Zur Erinnerung: der russische Oppositionelle Nawalny, der im Jahr 2020 mit dem selbst heute noch recht schwer nachweisbarem und extrem starken Nervengift Nowitschok vergiftet worden war und fast im Sterben lag, wurde direkt danach nach Deutschland zur Behandlung in die Charité in Berlin geflogen und blieb dann zur weiteren Rekonvaleszenz bis Januar 2021 in Deutschland. Zu dieser Zeit wurde ihm in Moskau der Prozess gemacht und er flog nach Russland, um sich diesen Schauprozessen zu stellen. Irrwitziger Mut. Der Mut eines anderen, der einen selbst als Beobachter fast wütend werden lässt, weil man ihn für so leichtsinnig hält, bevor man begreift, dass aus dieser Wut die Angst des Feiglings am Schreibtisch spricht, der sich nicht vorstellen könnte, so etwas selbst zu tun. Wahnsinn!!

§ **Schriftliche Aufgabe 1**:
Geben Sie aus dem Quelldokument den Abschnitt wörtlich wieder, der bei den Worten „Zur Erinnerung: der“ beginnt und nach den Worten „zu tun. Wahnsinn!!“ endet.

§ **Rohdaten**:
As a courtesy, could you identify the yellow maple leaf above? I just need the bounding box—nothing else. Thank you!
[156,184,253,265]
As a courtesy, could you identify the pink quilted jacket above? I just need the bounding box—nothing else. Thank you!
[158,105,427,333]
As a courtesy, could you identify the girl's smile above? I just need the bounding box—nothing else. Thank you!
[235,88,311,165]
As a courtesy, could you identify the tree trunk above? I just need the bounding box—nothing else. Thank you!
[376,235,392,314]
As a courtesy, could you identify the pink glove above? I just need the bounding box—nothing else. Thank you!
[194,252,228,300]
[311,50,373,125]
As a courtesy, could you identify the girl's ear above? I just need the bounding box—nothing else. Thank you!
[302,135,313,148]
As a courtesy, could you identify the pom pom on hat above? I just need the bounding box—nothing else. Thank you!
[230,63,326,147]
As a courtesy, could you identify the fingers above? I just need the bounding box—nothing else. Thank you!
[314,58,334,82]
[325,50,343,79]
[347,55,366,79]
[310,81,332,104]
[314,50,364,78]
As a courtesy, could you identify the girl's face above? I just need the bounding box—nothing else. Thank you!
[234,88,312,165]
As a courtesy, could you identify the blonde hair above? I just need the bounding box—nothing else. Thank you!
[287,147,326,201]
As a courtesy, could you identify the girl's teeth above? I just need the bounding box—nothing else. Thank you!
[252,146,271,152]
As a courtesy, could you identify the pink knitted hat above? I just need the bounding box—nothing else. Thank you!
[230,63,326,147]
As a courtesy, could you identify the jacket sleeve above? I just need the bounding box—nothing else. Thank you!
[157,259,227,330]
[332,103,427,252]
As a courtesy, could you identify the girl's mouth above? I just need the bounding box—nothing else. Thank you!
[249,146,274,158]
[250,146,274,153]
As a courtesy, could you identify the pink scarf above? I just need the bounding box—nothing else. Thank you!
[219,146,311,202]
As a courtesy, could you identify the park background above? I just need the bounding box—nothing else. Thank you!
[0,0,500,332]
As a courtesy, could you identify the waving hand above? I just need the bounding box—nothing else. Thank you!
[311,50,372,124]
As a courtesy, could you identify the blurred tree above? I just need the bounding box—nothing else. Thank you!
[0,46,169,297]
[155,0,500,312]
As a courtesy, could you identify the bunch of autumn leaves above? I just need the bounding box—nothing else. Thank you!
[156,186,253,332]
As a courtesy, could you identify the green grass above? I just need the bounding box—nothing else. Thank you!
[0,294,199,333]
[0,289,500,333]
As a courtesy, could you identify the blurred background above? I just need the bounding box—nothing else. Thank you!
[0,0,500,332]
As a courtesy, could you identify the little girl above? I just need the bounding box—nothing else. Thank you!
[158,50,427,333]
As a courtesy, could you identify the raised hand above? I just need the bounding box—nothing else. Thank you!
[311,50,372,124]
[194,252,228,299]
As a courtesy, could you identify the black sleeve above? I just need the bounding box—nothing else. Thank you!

§ **Schriftliche Aufgabe 2**:
Ersetzen Sie in der Auflistung „girl's“ durch „child's“, und zwar nur in den Zeilen von der Zeile mit „As a courtesy, could you identify the pom“ bis einschließlich der Zeile mit „[252,146,271,152]“. Geben Sie ausschließlich diese Zeilen wieder und lassen Sie alles Übrige darin unverändert.

§ **Lösung der Aufgabe 1**:
Zur Erinnerung: der russische Oppositionelle Nawalny, der im Jahr 2020 mit dem selbst heute noch recht schwer nachweisbarem und extrem starken Nervengift Nowitschok vergiftet worden war und fast im Sterben lag, wurde direkt danach nach Deutschland zur Behandlung in die Charité in Berlin geflogen und blieb dann zur weiteren Rekonvaleszenz bis Januar 2021 in Deutschland. Zu dieser Zeit wurde ihm in Moskau der Prozess gemacht und er flog nach Russland, um sich diesen Schauprozessen zu stellen. Irrwitziger Mut. Der Mut eines anderen, der einen selbst als Beobachter fast wütend werden lässt, weil man ihn für so leichtsinnig hält, bevor man begreift, dass aus dieser Wut die Angst des Feiglings am Schreibtisch spricht, der sich nicht vorstellen könnte, so etwas selbst zu tun. Wahnsinn!!

§ **Lösung der Aufgabe 2**:
As a courtesy, could you identify the pom pom on hat above? I just need the bounding box—nothing else. Thank you!
[230,63,326,147]
As a courtesy, could you identify the fingers above? I just need the bounding box—nothing else. Thank you!
[314,58,334,82]
[325,50,343,79]
[347,55,366,79]
[310,81,332,104]
[314,50,364,78]
As a courtesy, could you identify the child's face above? I just need the bounding box—nothing else. Thank you!
[234,88,312,165]
As a courtesy, could you identify the blonde hair above? I just need the bounding box—nothing else. Thank you!
[287,147,326,201]
As a courtesy, could you identify the child's teeth above? I just need the bounding box—nothing else. Thank you!
[252,146,271,152]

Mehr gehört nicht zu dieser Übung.